[Your tasks]
1. Translate this sentence from the passage on the external soul motif into Spanish: "I don't do much research, not until I'm in need of a place to go."
2. According to the passage on the external soul motif, what did the true beloved have to kill to defeat the troll in the story the writer came across?
3. Transcribe the stretch of the passage on the external soul motif from "I just happened" through "Isn't that charming.".
╭─ Page excerpt
I just happened upon the external soul thing. The Girl I Call Miranda in this ongoing series of quasi-surrealistic mythology-in-modern-society stories that I write meets a good looking ogre and he sort-of-impulsively moves into her apartment. With him come this pair of green parrots. There's no explanation for it. It just happens. He never mentions it. She never mentions it...to him. She mentions it in the narrative. It's first person narration, after all. If she hadn't mentioned it, then we wouldn't know it. I say "we" and I'm purposely including myself in that. Myself, the author, is just as surprised at what The Girl I Call Miranda says. It's almost like she exists and I'm just the conduit for her telling her story. The girl who fucked a swan and bore an egg that incubated for two years exists somewhere totally separate of me. Isn't that charming.
So, the way the external soul thing happened, I hadn't even realized I'd tapped into some cross-cultural mythological archetype. I just went on for pages and pages about these stupid parrots and how they crap all over The Girl I Call Miranda's apartment's carpet and how they make all this sqwaking noise from the window sill. I don't do much research, not until I'm in need of a place to go. Not until I just want to prove something to myself or fact-check some thing that I may or may not have already learned. So, the way the external soul thing happened, it was kind of just a coincidence. Eventually, I was looking for some lore about trolls or ogres and I ended up coming across a story about a troll who held a princess hostage and the only way her true beloved could defeat him was to kill some parrot that was, in fact, the troll's soul. This is a Hindu story but that's not how Frazer writes it. He writes, "Hindoo." Actually, I'm not quite sure it's the same thing. I just think it is. Frazer's the expert, not me.
╰─
╭─ Raw data
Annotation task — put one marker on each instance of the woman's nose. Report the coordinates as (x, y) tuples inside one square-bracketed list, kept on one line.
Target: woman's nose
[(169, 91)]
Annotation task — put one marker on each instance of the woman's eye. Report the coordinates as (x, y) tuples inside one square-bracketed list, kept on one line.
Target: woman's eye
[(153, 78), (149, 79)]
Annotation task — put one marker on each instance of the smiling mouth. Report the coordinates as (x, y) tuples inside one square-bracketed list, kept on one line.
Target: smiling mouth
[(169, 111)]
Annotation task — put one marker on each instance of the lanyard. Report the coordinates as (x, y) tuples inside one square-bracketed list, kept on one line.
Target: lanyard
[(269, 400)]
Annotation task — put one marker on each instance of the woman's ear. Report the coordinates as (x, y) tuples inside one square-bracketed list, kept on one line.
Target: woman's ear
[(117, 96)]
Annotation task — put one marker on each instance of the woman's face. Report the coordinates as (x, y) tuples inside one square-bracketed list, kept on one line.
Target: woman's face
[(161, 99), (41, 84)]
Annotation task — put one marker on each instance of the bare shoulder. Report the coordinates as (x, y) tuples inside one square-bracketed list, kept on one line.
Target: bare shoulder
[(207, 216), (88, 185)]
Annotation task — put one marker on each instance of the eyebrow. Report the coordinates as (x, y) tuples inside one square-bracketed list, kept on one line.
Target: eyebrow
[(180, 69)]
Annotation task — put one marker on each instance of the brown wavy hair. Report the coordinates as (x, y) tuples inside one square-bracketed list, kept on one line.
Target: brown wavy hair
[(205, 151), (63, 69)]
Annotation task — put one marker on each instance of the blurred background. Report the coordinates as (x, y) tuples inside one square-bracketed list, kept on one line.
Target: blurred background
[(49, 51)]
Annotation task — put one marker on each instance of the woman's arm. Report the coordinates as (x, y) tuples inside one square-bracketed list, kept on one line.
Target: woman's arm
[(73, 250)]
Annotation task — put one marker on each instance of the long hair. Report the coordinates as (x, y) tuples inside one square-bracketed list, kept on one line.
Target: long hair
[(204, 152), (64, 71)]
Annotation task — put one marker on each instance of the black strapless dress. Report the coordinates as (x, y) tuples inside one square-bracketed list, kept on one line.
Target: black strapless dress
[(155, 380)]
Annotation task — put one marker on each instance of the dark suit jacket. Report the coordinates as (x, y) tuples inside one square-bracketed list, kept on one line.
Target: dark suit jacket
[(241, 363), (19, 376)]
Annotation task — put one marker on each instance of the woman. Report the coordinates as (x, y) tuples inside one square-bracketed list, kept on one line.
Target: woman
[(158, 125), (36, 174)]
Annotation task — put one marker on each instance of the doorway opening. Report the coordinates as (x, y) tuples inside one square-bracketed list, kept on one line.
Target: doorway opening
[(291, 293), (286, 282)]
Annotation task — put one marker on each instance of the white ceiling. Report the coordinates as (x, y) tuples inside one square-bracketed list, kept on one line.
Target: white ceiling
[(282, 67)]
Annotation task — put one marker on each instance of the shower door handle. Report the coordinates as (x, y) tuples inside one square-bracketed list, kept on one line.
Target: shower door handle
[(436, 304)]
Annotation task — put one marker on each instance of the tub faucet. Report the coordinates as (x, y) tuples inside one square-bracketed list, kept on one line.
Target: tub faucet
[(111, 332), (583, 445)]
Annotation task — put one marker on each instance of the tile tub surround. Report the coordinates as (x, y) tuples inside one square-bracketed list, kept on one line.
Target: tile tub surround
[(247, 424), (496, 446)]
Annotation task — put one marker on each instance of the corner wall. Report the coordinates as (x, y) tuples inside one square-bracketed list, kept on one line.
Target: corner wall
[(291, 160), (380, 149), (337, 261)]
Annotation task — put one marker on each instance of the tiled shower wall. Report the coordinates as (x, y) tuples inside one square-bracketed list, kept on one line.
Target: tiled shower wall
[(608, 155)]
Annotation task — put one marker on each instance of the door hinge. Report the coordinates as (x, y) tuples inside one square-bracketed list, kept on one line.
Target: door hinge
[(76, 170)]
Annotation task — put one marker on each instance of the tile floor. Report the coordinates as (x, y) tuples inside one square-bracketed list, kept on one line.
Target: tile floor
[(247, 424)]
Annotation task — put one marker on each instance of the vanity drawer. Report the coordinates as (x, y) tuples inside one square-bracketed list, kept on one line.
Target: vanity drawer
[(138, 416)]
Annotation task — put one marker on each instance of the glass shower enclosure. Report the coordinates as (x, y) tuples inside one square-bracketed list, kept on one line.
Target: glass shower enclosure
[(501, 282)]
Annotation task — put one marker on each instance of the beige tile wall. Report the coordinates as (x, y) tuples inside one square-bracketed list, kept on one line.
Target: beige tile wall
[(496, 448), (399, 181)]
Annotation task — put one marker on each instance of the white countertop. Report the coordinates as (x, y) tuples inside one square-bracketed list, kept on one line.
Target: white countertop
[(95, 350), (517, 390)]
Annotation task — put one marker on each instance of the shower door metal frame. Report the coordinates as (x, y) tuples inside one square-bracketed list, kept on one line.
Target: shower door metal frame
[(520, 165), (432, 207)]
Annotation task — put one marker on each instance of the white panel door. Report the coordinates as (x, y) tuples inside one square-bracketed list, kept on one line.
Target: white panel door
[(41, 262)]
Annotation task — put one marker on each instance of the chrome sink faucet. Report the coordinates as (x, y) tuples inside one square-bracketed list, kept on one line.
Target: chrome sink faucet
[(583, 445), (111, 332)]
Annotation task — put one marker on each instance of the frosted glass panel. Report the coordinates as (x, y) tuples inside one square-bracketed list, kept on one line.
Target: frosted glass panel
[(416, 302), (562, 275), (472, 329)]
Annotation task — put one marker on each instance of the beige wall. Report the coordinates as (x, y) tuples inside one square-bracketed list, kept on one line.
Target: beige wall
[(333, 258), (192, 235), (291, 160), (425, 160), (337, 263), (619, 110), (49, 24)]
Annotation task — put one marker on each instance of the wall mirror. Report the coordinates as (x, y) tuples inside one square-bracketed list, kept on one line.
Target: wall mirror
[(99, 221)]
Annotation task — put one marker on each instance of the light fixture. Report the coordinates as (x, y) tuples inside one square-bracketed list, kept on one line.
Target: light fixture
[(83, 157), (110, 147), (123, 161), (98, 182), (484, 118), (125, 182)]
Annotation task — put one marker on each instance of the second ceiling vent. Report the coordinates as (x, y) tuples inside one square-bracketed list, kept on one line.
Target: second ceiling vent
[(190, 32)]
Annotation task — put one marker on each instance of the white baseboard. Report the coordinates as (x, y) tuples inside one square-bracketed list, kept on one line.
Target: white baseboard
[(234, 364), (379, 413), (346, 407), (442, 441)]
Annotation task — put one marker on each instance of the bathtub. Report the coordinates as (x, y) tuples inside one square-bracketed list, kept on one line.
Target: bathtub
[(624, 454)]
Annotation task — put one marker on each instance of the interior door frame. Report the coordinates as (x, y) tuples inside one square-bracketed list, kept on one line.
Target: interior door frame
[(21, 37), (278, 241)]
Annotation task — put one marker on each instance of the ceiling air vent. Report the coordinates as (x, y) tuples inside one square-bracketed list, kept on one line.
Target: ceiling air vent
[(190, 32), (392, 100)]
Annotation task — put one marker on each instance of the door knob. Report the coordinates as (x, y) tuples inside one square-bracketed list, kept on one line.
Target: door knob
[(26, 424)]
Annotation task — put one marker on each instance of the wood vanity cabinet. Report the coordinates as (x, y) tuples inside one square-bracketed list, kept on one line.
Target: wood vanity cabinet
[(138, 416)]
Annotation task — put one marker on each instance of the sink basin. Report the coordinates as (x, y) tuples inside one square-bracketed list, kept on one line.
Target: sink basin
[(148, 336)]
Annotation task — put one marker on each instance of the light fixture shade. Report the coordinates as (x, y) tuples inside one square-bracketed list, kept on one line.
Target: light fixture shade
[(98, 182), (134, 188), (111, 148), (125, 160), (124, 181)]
╰─
[Results in order]
1. No investigo mucho, no hasta que necesito un lugar adonde ir.

2. A parrot that was, in fact, the troll's soul.

3.
I just happened upon the external soul thing. The Girl I Call Miranda in this ongoing series of quasi-surrealistic mythology-in-modern-society stories that I write meets a good looking ogre and he sort-of-impulsively moves into her apartment. With him come this pair of green parrots. There's no explanation for it. It just happens. He never mentions it. She never mentions it...to him. She mentions it in the narrative. It's first person narration, after all. If she hadn't mentioned it, then we wouldn't know it. I say "we" and I'm purposely including myself in that. Myself, the author, is just as surprised at what The Girl I Call Miranda says. It's almost like she exists and I'm just the conduit for her telling her story. The girl who fucked a swan and bore an egg that incubated for two years exists somewhere totally separate of me. Isn't that charming.